Natural language region descriptions:
----
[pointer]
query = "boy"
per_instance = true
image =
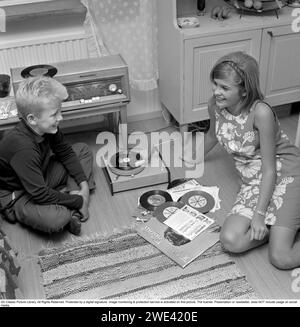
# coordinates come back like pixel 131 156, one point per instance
pixel 36 163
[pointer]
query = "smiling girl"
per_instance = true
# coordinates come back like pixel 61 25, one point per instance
pixel 267 204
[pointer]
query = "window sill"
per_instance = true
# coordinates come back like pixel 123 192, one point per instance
pixel 20 9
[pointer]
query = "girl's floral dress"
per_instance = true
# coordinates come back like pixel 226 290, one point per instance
pixel 240 139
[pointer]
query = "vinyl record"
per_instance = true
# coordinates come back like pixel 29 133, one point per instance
pixel 126 163
pixel 177 182
pixel 152 199
pixel 165 210
pixel 39 70
pixel 199 200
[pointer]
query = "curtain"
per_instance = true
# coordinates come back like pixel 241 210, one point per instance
pixel 128 27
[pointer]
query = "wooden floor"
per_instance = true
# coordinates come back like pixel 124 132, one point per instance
pixel 110 214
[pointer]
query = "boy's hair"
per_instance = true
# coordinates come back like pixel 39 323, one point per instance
pixel 245 72
pixel 33 92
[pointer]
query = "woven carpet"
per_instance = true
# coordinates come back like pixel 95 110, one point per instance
pixel 125 266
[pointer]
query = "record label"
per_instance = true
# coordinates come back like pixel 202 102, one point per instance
pixel 167 209
pixel 152 199
pixel 177 182
pixel 199 200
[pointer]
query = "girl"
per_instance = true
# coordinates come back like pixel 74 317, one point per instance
pixel 267 205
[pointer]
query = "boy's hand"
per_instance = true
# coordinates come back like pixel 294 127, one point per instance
pixel 258 227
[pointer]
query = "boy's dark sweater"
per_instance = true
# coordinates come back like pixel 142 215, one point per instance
pixel 24 157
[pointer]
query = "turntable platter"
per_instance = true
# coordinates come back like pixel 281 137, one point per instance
pixel 39 70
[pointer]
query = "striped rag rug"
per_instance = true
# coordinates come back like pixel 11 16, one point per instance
pixel 125 266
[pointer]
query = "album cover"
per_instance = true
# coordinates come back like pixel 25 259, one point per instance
pixel 177 247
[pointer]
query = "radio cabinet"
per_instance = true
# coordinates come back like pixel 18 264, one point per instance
pixel 186 55
pixel 96 86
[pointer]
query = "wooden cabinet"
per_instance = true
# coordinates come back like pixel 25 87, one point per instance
pixel 186 56
pixel 200 56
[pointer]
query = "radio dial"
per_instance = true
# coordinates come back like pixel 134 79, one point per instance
pixel 113 88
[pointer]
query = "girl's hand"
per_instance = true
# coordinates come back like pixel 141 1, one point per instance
pixel 258 228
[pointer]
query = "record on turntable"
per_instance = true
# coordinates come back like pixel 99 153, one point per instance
pixel 152 199
pixel 199 200
pixel 127 163
pixel 167 209
pixel 39 70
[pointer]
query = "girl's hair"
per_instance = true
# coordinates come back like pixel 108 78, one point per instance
pixel 245 72
pixel 34 91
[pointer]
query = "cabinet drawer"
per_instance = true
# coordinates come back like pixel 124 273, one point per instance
pixel 200 55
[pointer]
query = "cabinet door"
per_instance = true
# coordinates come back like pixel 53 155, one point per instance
pixel 200 56
pixel 280 65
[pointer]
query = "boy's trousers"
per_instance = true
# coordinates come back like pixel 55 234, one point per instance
pixel 53 217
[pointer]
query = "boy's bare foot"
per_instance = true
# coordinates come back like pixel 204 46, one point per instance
pixel 84 212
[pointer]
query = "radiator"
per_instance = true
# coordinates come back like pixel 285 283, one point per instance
pixel 35 53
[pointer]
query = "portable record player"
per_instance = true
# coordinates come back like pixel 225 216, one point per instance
pixel 130 169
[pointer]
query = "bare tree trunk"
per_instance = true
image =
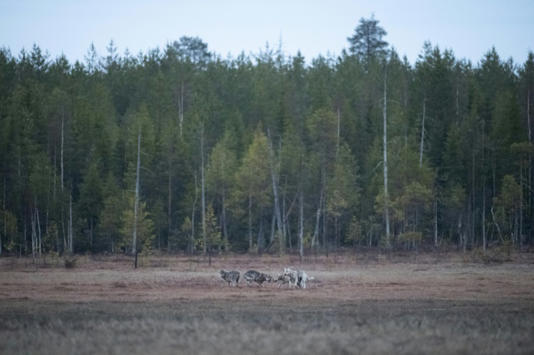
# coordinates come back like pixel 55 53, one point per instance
pixel 181 107
pixel 225 228
pixel 436 223
pixel 249 222
pixel 529 184
pixel 484 241
pixel 421 146
pixel 274 179
pixel 386 197
pixel 193 213
pixel 315 239
pixel 91 234
pixel 62 143
pixel 338 130
pixel 136 202
pixel 34 235
pixel 473 200
pixel 521 203
pixel 202 189
pixel 71 248
pixel 325 220
pixel 169 203
pixel 39 235
pixel 301 224
pixel 4 214
pixel 273 225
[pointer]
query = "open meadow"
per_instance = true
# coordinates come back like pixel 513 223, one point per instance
pixel 364 304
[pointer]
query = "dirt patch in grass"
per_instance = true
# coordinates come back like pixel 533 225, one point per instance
pixel 179 305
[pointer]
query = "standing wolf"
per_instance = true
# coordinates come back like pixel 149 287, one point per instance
pixel 257 277
pixel 231 277
pixel 297 278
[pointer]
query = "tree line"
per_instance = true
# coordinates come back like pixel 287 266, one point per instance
pixel 191 153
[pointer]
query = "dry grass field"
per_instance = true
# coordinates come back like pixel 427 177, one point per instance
pixel 444 304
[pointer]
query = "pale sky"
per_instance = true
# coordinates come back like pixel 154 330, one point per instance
pixel 468 27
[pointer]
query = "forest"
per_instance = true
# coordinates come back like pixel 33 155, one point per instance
pixel 183 151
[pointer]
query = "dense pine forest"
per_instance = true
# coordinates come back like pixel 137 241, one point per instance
pixel 181 150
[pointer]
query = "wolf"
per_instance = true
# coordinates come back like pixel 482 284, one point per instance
pixel 257 277
pixel 231 277
pixel 289 276
pixel 297 278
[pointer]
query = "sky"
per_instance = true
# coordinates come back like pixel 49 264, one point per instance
pixel 469 27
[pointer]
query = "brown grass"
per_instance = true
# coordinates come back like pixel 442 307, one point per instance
pixel 357 304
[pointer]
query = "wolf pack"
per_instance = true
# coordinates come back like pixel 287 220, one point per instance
pixel 290 277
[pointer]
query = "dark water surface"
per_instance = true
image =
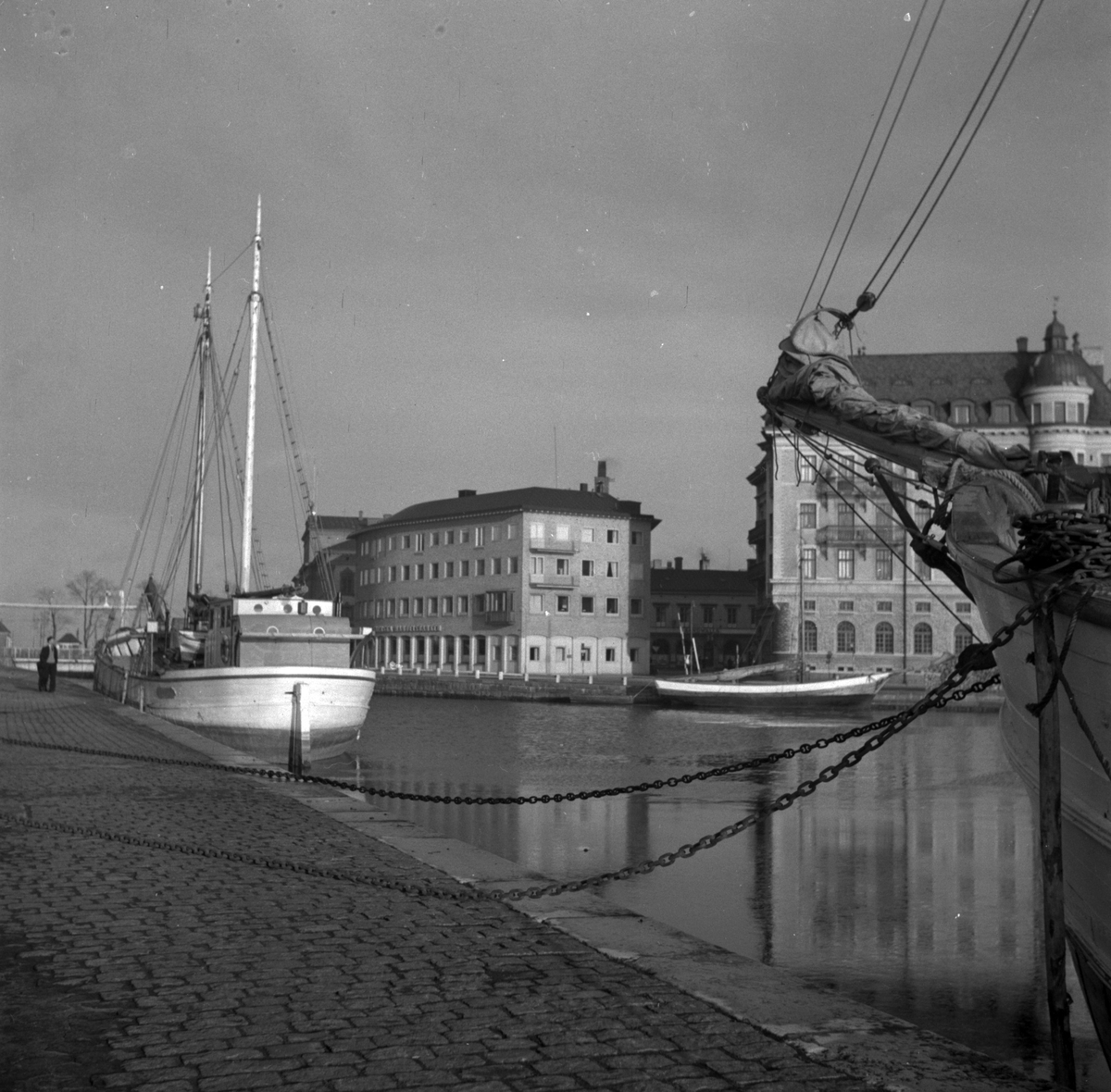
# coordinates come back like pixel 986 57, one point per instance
pixel 908 883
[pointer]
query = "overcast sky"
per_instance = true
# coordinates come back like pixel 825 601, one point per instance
pixel 503 240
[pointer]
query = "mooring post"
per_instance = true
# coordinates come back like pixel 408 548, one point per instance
pixel 300 737
pixel 1049 813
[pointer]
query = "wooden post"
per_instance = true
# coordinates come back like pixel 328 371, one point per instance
pixel 1049 809
pixel 300 737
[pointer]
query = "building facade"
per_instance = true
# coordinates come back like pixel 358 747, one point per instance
pixel 531 580
pixel 848 592
pixel 705 619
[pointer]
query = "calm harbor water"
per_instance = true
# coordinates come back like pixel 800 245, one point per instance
pixel 909 882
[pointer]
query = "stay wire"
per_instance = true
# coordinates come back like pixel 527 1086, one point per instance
pixel 960 159
pixel 892 128
pixel 864 158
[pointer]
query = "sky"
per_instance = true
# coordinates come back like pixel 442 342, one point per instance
pixel 501 240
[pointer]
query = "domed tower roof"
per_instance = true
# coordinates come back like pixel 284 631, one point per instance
pixel 1058 366
pixel 1055 338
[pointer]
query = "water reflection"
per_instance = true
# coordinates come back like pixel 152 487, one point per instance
pixel 909 882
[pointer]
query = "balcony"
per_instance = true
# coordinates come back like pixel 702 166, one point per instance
pixel 553 546
pixel 553 580
pixel 493 618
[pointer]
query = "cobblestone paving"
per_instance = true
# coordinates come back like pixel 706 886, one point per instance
pixel 131 968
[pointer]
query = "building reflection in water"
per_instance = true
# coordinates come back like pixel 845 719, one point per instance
pixel 909 882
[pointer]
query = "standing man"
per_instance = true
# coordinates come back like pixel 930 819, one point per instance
pixel 48 665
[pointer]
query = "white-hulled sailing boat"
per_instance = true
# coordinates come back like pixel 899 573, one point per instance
pixel 247 669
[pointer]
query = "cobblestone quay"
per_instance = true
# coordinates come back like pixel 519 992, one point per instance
pixel 131 966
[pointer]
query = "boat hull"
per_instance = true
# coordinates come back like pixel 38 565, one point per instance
pixel 1086 791
pixel 855 690
pixel 251 709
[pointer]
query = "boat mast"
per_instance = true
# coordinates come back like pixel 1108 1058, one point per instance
pixel 197 540
pixel 244 580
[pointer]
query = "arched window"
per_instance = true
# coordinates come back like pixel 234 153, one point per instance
pixel 809 637
pixel 923 639
pixel 886 638
pixel 845 637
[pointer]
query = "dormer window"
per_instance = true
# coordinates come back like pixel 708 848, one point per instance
pixel 1001 414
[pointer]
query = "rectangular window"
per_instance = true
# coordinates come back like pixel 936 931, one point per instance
pixel 845 565
pixel 809 564
pixel 884 566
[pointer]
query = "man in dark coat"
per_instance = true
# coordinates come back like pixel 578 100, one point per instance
pixel 48 665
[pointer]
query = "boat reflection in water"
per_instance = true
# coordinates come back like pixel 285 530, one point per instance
pixel 906 883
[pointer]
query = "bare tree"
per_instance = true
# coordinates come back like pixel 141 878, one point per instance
pixel 92 590
pixel 50 614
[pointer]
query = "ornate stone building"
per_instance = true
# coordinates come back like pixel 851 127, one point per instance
pixel 845 587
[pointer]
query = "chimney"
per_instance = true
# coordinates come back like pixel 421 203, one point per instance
pixel 601 481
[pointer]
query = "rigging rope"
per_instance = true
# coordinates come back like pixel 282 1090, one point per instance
pixel 883 148
pixel 949 151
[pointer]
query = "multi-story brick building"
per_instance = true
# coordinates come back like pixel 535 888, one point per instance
pixel 540 580
pixel 839 571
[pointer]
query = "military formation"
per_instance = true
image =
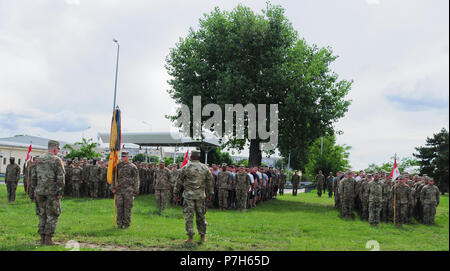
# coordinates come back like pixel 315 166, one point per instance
pixel 197 187
pixel 377 199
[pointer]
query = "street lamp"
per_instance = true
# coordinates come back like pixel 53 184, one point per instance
pixel 117 70
pixel 82 133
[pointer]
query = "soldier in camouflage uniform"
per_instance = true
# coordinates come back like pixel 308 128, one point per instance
pixel 68 178
pixel 196 180
pixel 282 182
pixel 126 189
pixel 402 199
pixel 330 184
pixel 429 198
pixel 320 181
pixel 294 181
pixel 162 185
pixel 49 188
pixel 347 193
pixel 364 196
pixel 12 177
pixel 375 192
pixel 77 172
pixel 224 180
pixel 242 185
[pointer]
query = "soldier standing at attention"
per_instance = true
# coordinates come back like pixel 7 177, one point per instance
pixel 294 181
pixel 77 172
pixel 375 192
pixel 330 184
pixel 224 180
pixel 242 185
pixel 162 186
pixel 126 189
pixel 347 194
pixel 197 182
pixel 429 198
pixel 320 180
pixel 12 176
pixel 282 182
pixel 49 188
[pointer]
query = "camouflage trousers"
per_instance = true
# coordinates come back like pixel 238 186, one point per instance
pixel 294 190
pixel 429 211
pixel 48 209
pixel 319 190
pixel 374 212
pixel 76 189
pixel 124 204
pixel 365 210
pixel 281 190
pixel 161 199
pixel 347 207
pixel 191 206
pixel 11 187
pixel 241 199
pixel 223 198
pixel 94 187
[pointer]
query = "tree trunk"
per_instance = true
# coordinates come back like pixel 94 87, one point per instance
pixel 255 156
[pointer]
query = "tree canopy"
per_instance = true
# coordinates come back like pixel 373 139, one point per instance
pixel 83 149
pixel 240 57
pixel 433 158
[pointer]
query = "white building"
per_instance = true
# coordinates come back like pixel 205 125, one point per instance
pixel 17 147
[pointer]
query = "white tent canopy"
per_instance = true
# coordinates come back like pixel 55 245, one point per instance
pixel 164 139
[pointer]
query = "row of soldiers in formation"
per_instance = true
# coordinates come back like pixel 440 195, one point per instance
pixel 372 196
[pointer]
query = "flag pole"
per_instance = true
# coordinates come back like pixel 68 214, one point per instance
pixel 395 190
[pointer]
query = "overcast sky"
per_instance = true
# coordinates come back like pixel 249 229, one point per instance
pixel 57 62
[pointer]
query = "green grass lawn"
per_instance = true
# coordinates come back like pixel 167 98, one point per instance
pixel 305 222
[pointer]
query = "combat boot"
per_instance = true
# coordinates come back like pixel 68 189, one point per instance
pixel 189 240
pixel 42 242
pixel 48 240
----
WHAT IS REQUIRED. From the data above, copy each line with the string "wooden" in it.

ANSWER TO THE EXERCISE.
query = "wooden floor"
query = "wooden cabinet"
query = "wooden post"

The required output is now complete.